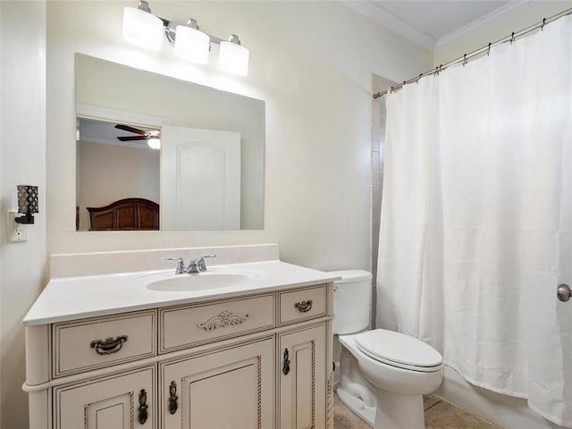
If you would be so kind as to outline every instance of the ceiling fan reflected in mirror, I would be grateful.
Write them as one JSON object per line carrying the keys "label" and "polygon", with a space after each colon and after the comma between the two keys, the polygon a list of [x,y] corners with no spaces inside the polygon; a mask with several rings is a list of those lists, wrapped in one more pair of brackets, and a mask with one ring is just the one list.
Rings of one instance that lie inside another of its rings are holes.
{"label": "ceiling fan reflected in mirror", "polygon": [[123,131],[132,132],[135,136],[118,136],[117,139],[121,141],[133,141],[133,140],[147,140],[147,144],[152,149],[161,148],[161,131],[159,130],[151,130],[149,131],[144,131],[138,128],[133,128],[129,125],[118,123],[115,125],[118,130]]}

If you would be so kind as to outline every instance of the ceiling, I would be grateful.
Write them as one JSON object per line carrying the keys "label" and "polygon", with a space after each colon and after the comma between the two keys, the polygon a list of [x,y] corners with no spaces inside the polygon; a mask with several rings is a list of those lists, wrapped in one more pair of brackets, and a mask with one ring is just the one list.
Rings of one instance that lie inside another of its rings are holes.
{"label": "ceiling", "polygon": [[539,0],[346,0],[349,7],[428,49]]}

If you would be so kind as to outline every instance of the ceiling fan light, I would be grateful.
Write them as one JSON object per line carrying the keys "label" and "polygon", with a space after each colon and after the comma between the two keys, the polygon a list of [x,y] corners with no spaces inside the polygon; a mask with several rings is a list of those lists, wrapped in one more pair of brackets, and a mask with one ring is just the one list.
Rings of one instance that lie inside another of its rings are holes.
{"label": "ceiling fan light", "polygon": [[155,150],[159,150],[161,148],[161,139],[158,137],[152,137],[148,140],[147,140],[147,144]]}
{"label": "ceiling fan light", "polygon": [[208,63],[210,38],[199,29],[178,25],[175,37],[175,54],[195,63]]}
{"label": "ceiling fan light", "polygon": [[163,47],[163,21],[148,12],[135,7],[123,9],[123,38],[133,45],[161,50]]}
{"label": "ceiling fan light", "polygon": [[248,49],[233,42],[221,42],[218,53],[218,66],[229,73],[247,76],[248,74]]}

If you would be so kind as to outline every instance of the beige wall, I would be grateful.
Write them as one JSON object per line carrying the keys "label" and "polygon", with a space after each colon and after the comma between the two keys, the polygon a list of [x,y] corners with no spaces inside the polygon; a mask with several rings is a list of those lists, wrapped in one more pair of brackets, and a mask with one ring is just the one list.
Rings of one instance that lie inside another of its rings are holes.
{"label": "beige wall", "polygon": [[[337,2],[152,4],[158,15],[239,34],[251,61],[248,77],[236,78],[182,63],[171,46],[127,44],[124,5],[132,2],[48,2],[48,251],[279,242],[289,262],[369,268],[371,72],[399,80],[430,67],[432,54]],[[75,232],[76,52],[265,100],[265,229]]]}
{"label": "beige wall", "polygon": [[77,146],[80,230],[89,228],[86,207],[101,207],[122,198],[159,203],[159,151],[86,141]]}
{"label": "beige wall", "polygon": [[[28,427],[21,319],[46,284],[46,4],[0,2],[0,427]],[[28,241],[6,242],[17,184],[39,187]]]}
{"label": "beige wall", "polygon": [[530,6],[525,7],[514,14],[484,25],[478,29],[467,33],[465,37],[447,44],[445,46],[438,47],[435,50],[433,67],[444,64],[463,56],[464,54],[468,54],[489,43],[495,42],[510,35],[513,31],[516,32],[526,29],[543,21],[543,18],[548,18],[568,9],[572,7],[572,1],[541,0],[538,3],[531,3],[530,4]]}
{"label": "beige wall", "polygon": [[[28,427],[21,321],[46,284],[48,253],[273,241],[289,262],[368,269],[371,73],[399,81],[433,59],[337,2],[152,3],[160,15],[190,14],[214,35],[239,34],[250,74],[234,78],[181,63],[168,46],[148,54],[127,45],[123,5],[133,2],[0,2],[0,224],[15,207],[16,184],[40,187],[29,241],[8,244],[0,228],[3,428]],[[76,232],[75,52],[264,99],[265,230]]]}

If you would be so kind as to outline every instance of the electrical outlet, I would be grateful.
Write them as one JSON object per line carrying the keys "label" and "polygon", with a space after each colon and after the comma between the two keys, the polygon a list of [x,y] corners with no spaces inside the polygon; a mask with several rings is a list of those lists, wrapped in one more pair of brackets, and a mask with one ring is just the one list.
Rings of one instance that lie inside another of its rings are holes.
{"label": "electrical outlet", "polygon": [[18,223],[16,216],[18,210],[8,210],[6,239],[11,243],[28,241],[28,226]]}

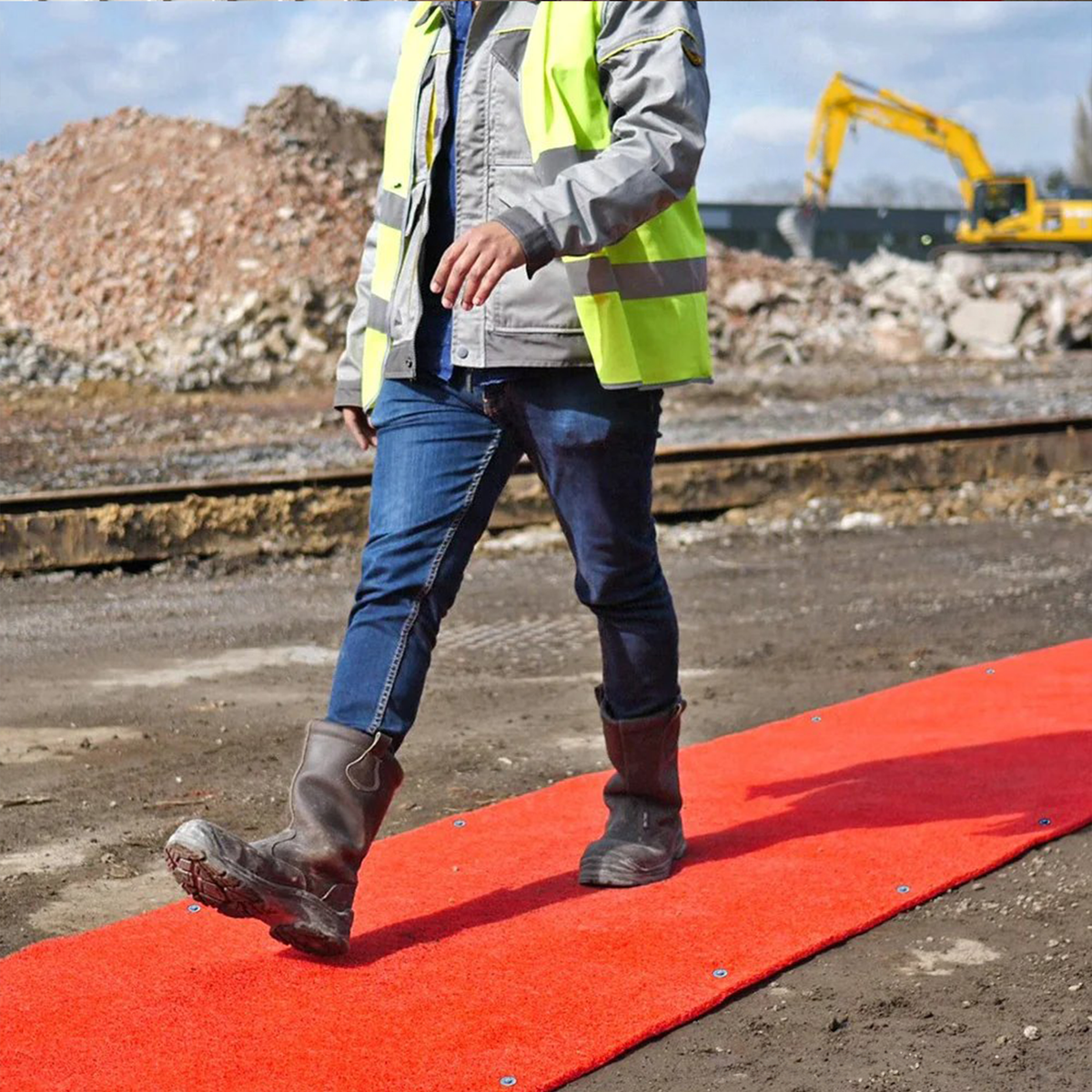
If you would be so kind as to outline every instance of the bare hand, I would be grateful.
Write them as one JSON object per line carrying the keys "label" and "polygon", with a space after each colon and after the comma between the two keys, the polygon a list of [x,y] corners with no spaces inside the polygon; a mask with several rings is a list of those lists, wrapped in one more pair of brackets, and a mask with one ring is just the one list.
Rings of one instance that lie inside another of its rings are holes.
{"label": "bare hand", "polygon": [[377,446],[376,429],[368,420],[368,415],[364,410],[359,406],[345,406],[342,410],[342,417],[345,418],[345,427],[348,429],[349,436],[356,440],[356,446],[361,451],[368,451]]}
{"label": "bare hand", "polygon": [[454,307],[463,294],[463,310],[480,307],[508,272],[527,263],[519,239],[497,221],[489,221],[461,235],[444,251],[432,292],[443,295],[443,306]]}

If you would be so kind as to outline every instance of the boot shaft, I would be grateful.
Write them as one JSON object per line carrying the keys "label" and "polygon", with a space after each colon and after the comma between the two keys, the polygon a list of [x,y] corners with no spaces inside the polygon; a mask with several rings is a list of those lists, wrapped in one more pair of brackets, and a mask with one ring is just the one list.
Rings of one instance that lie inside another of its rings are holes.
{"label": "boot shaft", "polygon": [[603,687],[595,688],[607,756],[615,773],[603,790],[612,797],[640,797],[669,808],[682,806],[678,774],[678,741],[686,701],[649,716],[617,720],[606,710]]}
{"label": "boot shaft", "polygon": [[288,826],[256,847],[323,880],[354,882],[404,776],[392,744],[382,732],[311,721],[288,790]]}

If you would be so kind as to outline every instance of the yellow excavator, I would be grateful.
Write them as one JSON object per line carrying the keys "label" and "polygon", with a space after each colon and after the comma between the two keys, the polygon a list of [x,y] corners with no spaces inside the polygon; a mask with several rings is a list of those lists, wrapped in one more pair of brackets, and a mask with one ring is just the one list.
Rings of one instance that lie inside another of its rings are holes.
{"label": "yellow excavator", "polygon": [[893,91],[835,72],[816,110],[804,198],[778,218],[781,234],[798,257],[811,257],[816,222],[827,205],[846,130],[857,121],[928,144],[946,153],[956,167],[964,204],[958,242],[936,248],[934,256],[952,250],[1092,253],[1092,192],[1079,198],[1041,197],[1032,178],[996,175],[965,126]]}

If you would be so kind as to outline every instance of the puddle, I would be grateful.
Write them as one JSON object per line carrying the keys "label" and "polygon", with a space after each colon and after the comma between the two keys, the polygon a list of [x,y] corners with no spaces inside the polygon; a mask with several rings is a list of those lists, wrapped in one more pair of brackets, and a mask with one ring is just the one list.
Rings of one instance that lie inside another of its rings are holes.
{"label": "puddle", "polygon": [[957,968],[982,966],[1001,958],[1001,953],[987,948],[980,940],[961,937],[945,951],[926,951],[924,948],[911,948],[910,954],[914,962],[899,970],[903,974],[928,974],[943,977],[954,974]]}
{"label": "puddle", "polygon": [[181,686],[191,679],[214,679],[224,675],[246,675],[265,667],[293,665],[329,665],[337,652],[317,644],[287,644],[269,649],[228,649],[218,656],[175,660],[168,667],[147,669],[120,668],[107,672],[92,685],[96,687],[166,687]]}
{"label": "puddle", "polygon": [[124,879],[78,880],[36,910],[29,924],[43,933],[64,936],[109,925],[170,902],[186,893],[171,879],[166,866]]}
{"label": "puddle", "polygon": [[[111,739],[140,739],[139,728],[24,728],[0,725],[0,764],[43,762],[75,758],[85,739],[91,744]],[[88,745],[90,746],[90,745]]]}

Stated goal:
Count the lines of the records above that contain the string "boot" and give only that number.

Result of the task:
3